--- Start Supplied information ---
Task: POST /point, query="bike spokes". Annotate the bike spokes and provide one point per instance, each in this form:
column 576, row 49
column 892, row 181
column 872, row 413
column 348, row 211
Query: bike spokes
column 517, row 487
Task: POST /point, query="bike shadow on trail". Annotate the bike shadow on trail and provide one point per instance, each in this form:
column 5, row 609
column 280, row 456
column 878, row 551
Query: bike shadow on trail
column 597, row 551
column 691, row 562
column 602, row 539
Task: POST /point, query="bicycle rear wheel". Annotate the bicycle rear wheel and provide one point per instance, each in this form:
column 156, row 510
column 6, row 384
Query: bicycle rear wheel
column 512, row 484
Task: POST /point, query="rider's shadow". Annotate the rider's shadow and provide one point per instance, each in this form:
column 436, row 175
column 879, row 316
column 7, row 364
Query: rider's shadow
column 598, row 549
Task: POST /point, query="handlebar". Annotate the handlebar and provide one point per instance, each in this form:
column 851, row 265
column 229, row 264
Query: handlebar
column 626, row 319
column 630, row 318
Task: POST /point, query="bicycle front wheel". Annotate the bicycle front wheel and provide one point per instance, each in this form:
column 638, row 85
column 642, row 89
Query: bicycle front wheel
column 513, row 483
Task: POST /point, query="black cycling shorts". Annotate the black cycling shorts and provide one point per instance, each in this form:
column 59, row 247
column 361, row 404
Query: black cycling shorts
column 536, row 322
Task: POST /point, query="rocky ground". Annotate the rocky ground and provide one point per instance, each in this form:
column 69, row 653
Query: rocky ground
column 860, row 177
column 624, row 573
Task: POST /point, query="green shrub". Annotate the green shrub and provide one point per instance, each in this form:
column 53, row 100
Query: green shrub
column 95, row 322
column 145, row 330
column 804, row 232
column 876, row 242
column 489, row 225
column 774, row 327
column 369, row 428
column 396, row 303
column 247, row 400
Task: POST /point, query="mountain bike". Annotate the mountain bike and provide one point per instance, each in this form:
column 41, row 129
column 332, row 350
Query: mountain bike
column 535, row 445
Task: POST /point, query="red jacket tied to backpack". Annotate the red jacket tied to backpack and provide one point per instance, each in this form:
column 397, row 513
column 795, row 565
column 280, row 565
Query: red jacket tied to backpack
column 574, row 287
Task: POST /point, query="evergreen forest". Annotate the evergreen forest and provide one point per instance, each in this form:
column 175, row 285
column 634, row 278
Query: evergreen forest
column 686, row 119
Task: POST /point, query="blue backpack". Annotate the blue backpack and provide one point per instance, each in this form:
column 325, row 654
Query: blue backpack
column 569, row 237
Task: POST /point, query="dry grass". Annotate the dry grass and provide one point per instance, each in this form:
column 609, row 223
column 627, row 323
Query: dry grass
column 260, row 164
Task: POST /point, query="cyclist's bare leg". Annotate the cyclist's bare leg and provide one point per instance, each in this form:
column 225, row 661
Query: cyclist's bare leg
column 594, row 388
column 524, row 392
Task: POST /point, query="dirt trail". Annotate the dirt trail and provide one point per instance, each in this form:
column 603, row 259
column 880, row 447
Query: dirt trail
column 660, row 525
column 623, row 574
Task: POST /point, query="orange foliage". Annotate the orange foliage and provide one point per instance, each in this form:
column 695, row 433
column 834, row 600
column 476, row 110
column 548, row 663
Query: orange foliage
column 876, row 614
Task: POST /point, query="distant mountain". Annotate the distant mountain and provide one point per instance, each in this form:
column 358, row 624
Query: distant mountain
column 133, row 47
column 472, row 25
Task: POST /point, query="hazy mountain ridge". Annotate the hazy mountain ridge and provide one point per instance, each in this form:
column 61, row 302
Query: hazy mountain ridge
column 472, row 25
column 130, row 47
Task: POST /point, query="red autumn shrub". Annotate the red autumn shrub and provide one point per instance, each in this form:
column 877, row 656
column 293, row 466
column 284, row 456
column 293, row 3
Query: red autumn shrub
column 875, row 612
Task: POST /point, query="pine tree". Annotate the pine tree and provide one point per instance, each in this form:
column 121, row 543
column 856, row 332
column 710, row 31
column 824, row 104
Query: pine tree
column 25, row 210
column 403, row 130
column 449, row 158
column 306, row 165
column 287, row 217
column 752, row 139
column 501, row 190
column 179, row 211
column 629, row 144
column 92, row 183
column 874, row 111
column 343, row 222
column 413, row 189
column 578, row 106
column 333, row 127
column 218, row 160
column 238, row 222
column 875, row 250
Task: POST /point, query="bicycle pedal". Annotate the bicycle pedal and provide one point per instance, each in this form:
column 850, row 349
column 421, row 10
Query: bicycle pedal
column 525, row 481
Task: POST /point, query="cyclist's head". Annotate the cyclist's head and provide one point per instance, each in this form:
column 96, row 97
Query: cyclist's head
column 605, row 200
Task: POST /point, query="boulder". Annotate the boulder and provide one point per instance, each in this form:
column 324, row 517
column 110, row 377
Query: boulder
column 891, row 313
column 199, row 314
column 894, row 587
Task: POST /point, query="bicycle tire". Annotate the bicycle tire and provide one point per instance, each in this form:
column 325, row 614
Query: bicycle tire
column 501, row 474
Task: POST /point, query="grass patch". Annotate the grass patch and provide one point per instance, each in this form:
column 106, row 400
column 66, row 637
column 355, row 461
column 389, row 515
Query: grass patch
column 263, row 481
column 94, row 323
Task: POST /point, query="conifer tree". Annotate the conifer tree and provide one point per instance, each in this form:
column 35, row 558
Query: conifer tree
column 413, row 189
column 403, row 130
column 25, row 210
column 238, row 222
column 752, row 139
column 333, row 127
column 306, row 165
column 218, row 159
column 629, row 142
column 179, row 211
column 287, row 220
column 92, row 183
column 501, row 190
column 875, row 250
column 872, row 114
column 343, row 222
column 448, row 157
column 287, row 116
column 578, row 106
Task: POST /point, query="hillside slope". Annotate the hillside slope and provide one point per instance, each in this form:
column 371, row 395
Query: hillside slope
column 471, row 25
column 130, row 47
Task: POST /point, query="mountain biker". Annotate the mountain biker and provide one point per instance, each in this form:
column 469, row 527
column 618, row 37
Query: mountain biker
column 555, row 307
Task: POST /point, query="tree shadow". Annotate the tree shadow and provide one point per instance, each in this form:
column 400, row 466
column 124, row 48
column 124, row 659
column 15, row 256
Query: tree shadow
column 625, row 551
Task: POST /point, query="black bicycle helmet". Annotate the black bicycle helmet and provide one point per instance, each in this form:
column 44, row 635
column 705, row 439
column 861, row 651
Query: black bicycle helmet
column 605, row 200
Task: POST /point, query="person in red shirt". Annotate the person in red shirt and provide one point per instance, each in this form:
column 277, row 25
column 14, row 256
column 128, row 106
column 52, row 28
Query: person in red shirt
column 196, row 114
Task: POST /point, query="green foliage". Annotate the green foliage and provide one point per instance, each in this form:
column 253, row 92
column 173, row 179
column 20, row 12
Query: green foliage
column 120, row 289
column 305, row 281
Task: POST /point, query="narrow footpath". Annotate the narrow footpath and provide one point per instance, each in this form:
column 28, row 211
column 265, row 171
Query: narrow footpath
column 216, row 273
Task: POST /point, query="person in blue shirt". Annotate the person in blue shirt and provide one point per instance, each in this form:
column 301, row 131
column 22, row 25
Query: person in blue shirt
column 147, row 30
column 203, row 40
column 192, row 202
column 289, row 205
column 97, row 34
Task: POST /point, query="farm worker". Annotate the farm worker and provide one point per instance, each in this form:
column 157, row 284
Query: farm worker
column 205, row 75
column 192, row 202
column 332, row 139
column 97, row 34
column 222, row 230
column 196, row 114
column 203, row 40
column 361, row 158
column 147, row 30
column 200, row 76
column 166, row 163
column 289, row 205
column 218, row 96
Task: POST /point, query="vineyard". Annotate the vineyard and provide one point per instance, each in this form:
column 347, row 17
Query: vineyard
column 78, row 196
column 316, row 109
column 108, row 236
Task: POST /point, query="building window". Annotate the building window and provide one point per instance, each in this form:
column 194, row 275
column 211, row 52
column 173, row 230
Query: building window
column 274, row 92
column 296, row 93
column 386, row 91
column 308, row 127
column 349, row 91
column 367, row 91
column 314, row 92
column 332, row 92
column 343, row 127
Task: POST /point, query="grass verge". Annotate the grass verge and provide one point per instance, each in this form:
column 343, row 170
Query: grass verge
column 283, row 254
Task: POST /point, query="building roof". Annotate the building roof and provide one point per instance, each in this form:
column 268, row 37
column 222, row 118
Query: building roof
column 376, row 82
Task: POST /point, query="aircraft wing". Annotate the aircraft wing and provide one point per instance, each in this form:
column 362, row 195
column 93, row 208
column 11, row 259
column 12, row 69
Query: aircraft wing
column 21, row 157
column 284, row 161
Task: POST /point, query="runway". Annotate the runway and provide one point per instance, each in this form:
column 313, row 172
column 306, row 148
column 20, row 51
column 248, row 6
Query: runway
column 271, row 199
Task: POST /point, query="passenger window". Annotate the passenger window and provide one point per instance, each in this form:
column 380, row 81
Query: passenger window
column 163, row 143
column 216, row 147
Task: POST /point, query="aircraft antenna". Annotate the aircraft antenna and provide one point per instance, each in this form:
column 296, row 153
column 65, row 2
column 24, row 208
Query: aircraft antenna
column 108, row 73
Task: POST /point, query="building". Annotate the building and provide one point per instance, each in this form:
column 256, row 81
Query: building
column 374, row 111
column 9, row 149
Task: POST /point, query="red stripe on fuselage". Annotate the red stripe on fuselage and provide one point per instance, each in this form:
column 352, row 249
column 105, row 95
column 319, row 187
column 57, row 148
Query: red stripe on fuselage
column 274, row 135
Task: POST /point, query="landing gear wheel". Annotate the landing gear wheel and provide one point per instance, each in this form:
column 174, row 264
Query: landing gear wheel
--- End Supplied information ---
Reproduce only the lines running from the one with "the building and" through the final line of the listing above, both ends included.

▸ The response:
Task: POST /point, query="building". Annotate the building and provide one point per instance, each in this form:
column 256, row 81
Query: building
column 374, row 111
column 9, row 149
Task: POST /point, query="red stripe on fuselage". Annotate the red stripe on fuselage and provide one point per instance, each in this form:
column 352, row 249
column 105, row 95
column 319, row 187
column 57, row 148
Query: red stripe on fuselage
column 274, row 135
Task: POST /point, query="landing gear wheel". Annotate the landing gear wheel and provide one point per instance, each in this form:
column 174, row 264
Query: landing gear wheel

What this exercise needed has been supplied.